Directions for this task: Copy the lines of the records starting at the one containing "Question. Mark every instance of the weathered" and ending at the one containing "x=128 y=211", substituting "cracked concrete surface" for "weathered concrete surface" and leaving everything else unchanged.

━━━━━ Supplied records

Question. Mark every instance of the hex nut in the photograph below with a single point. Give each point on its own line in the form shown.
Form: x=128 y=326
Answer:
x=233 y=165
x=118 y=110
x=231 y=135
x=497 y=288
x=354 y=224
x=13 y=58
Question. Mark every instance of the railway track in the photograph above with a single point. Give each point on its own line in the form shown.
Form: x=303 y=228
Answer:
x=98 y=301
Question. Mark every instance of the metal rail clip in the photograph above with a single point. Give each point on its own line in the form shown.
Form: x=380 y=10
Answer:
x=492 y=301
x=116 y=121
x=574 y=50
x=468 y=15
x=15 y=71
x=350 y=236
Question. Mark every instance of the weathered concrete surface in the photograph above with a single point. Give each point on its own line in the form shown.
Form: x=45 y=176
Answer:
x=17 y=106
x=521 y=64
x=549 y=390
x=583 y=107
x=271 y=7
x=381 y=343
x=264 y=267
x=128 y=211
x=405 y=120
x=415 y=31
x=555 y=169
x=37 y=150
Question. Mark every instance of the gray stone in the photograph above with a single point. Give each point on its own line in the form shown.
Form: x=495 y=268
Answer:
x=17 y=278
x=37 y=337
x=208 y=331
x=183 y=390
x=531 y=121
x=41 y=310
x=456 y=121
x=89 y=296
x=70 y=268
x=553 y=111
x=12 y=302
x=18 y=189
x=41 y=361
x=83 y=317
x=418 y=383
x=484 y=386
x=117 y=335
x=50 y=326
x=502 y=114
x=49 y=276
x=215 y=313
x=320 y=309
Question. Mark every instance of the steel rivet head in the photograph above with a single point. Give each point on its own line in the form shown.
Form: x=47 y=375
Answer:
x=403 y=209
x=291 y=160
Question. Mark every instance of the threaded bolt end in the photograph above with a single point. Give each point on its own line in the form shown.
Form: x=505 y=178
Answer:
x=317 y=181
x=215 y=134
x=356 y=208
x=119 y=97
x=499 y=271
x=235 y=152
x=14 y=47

━━━━━━━━━━
━━━━━ Supplied records

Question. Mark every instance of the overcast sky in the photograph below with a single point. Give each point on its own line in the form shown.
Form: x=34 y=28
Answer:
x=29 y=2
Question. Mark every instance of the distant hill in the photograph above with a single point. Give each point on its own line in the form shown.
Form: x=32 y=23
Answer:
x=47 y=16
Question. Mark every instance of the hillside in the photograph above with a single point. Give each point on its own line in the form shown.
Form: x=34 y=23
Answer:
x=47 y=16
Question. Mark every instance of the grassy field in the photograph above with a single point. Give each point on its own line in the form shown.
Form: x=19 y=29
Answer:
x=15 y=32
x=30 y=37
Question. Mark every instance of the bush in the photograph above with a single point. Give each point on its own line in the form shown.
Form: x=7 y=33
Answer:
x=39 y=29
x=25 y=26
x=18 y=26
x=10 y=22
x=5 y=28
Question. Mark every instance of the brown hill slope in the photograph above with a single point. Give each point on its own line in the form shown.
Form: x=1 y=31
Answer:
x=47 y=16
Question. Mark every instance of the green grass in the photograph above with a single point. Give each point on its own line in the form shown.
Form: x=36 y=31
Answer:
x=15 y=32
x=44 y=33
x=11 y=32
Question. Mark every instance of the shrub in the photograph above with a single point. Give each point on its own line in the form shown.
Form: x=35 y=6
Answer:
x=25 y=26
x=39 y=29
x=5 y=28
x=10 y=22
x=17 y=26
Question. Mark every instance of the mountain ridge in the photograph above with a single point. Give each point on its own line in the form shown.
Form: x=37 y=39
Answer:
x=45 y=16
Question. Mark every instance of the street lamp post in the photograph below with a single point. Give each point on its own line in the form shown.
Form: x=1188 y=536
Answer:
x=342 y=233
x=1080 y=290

━━━━━━━━━━
━━━━━ Supplied records

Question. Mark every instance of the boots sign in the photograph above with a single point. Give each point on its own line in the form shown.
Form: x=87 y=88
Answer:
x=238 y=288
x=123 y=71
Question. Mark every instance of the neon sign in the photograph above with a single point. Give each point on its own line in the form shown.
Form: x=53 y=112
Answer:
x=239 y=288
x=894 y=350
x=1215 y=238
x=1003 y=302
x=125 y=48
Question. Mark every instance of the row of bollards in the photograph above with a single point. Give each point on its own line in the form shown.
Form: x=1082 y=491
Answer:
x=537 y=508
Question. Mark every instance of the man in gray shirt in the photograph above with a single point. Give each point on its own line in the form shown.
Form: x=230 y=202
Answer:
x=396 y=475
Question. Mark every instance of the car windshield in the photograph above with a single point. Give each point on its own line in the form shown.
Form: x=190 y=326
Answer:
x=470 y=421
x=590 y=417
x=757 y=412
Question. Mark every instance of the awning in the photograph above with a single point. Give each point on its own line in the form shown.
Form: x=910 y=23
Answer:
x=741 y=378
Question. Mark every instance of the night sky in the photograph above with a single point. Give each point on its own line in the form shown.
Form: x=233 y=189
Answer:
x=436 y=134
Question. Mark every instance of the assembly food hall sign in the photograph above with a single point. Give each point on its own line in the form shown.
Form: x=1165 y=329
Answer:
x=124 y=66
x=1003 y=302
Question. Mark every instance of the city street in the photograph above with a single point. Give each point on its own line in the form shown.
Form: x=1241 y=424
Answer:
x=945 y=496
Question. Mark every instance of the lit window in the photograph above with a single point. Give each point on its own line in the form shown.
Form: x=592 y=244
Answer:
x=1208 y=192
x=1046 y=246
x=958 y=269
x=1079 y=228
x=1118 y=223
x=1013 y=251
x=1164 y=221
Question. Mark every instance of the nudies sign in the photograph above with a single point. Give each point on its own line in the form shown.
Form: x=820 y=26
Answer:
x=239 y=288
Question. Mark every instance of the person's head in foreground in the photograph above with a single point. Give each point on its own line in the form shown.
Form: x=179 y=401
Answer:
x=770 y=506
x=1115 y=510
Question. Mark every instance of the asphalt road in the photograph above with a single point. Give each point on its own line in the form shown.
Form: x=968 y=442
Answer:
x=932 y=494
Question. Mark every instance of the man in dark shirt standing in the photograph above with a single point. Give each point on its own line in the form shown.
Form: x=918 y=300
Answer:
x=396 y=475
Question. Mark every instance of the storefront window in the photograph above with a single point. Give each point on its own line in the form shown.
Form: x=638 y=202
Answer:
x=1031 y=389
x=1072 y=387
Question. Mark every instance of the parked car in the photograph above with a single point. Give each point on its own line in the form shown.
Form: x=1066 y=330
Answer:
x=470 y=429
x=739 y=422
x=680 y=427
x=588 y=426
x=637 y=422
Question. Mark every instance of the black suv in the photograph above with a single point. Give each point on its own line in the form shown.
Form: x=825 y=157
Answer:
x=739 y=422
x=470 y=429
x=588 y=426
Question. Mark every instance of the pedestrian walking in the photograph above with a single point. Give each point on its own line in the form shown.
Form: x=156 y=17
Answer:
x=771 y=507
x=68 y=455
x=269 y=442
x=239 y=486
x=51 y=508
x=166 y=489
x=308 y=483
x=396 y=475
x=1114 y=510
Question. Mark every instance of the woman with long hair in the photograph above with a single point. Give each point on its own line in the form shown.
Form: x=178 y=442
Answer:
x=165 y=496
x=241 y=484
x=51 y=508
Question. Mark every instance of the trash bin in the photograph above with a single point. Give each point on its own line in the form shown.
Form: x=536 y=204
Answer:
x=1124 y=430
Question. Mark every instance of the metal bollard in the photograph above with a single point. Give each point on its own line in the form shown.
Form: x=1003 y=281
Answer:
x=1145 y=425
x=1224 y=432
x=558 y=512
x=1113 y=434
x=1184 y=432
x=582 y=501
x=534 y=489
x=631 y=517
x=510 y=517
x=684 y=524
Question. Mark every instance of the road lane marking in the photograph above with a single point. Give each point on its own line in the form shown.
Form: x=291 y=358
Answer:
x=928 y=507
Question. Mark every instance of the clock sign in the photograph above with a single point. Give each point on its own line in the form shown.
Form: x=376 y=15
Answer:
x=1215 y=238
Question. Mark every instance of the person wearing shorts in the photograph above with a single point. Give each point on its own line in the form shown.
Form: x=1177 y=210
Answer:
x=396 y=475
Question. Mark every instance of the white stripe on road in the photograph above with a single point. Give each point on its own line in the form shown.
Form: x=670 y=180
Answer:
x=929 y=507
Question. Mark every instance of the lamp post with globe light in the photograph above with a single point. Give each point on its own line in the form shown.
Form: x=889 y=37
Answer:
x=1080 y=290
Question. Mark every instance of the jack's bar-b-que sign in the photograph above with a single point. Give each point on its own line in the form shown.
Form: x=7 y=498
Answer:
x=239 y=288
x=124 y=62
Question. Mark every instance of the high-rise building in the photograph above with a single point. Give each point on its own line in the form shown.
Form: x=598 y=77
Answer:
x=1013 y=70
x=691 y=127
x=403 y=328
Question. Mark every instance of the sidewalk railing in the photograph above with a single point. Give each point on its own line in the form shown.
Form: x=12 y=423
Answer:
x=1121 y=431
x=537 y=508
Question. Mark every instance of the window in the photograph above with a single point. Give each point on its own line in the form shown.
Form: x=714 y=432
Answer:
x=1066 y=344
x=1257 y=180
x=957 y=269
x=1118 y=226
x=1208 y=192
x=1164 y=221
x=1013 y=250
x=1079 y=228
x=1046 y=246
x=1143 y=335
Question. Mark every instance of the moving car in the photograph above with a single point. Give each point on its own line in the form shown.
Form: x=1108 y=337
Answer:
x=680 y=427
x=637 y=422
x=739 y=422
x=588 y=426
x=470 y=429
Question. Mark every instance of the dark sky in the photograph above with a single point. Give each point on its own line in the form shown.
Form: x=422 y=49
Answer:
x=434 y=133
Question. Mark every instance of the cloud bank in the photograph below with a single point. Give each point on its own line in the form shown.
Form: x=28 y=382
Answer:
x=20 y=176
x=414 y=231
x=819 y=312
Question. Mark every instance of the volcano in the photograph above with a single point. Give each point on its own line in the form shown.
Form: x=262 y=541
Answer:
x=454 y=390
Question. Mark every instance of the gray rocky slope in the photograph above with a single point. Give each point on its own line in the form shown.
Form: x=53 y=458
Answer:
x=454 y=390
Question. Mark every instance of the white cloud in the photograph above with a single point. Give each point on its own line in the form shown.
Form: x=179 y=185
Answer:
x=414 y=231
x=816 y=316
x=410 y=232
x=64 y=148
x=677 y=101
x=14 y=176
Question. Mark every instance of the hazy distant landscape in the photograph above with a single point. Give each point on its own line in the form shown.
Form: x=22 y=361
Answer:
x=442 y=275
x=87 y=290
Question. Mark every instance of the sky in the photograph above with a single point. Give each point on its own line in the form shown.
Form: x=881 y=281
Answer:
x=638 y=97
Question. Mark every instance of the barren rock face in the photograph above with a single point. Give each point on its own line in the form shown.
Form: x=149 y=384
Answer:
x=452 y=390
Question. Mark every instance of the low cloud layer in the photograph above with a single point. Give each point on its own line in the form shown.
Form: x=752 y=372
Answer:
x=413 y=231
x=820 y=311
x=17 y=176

━━━━━━━━━━

Full output:
Question. Mark every instance of the cracked concrete surface in the photograph above with a single point. Give each point on its own line in the form shown.
Form: x=45 y=176
Answer:
x=17 y=106
x=521 y=64
x=549 y=390
x=583 y=107
x=271 y=7
x=381 y=343
x=264 y=267
x=128 y=211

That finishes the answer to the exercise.